Written exercise A —
Reproduce the passage on Paul's journey to Philippi below word for word, in full.

Passage to read —

^^^^^^^^

In this part of the text of Acts, the attention has shifted to Paul. Paul and his travelling companion Silas have begun Paul’s second missionary journey, after Paul’s disagreement with Barnabas about taking John Mark along. They have picked up Timothy and brought him along. Paul, responding to the guidance of the Holy Spirit through prohibitions and visionary calls, has directed his travelling group (the word “we” is now being used by the narrator) to Macedonia.

The missionaries have come by stages to Philippi, a strategically important city militarily and historically, and a Roman colony. That “Roman colony” status is important enough for Luke to mention in v12. This may have something to do with the way Roman citizenship is going to figure in the unfolding of Paul’s story in this place (see vv35-40).

^^^^^^^^

Records to use —
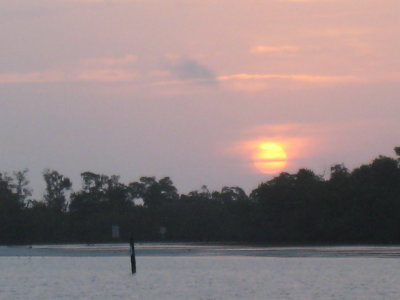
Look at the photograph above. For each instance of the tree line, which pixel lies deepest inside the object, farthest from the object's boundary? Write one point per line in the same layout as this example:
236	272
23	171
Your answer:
358	206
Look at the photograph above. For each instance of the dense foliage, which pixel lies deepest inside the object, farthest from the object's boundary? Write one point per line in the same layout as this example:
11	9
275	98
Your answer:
359	206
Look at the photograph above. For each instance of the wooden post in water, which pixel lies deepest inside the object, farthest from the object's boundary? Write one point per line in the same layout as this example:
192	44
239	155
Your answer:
132	251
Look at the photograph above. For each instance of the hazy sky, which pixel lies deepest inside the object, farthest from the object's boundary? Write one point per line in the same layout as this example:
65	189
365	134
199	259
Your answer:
190	88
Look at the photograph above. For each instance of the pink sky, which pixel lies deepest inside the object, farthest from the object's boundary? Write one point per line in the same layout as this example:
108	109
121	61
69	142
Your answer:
177	88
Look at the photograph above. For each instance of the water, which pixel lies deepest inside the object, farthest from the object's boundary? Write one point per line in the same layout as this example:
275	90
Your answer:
193	271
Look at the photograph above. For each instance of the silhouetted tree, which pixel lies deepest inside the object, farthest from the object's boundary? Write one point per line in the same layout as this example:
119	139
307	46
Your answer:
56	187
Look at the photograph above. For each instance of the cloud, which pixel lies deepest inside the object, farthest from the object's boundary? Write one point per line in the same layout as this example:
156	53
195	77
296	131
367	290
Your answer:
293	77
192	70
31	77
105	75
103	69
274	49
185	70
110	61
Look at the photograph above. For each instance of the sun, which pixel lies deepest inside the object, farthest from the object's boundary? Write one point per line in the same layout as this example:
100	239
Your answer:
269	157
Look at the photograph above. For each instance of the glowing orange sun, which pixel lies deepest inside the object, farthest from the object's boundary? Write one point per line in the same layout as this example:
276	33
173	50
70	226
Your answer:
270	157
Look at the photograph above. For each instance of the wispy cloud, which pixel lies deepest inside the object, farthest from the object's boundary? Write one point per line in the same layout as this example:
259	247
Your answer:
104	69
127	60
274	49
294	77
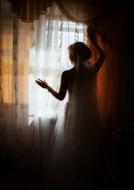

^^^^^^^^

Written exercise B —
Locate each line of the records above that contains the word "water", and copy those lines.

Exercise solution A —
In this part of the text of Acts, the attention has shifted to Paul. Paul and his travelling companion Silas have begun Paul’s second missionary journey, after Paul’s disagreement with Barnabas about taking John Mark along. They have picked up Timothy and brought him along. Paul, responding to the guidance of the Holy Spirit through prohibitions and visionary calls, has directed his travelling group (the word “we” is now being used by the narrator) to Macedonia.

The missionaries have come by stages to Philippi, a strategically important city militarily and historically, and a Roman colony. That “Roman colony” status is important enough for Luke to mention in v12. This may have something to do with the way Roman citizenship is going to figure in the unfolding of Paul’s story in this place (see vv35-40).

Exercise solution B —
Look at the photograph above. For each instance of the wooden post in water, which pixel lies deepest inside the object, farthest from the object's boundary? Write one point per line in the same layout as this example:
Look at the photograph above. For each instance of the water, which pixel lies deepest inside the object, farthest from the object's boundary? Write one point per line in the same layout as this example:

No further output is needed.